======== Records shown

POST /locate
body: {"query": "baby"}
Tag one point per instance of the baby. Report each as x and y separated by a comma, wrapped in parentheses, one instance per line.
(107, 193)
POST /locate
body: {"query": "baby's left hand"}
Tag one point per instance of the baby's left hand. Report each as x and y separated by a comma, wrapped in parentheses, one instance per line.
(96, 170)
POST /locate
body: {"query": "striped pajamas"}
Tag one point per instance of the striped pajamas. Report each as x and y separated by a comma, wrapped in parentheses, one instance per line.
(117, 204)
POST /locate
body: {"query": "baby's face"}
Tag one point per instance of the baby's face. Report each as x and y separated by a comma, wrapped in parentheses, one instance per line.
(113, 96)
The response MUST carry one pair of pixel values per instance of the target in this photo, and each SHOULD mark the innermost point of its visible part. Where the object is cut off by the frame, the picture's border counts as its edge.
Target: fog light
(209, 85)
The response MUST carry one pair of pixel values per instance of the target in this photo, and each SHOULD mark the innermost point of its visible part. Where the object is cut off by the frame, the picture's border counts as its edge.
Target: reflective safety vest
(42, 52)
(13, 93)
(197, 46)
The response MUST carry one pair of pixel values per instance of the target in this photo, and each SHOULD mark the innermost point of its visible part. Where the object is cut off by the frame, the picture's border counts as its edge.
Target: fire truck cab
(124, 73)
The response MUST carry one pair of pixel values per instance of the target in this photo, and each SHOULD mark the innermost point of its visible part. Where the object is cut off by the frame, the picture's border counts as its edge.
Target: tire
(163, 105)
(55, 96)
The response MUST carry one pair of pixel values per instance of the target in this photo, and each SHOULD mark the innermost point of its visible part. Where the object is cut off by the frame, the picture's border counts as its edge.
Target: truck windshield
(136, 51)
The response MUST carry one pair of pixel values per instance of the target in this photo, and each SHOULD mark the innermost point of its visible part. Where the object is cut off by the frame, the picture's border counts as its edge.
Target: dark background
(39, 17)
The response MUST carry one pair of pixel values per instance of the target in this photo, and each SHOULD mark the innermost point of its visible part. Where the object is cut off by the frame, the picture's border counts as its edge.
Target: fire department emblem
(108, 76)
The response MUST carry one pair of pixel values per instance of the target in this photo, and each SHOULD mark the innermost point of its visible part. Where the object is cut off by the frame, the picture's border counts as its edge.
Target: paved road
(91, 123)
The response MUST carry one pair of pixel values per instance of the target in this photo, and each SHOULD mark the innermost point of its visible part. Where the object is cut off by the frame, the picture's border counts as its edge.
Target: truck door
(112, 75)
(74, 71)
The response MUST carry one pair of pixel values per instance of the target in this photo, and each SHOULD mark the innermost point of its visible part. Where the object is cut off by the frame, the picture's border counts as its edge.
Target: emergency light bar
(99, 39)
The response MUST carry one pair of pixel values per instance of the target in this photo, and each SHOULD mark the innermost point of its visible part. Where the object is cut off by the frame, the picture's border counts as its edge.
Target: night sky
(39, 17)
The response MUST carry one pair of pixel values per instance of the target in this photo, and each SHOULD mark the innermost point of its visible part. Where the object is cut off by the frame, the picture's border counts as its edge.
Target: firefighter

================

§ **What is being asked**: Please state how many lines in the entries above include the string "body", and write only that number.

§ **Solution for this task**: 4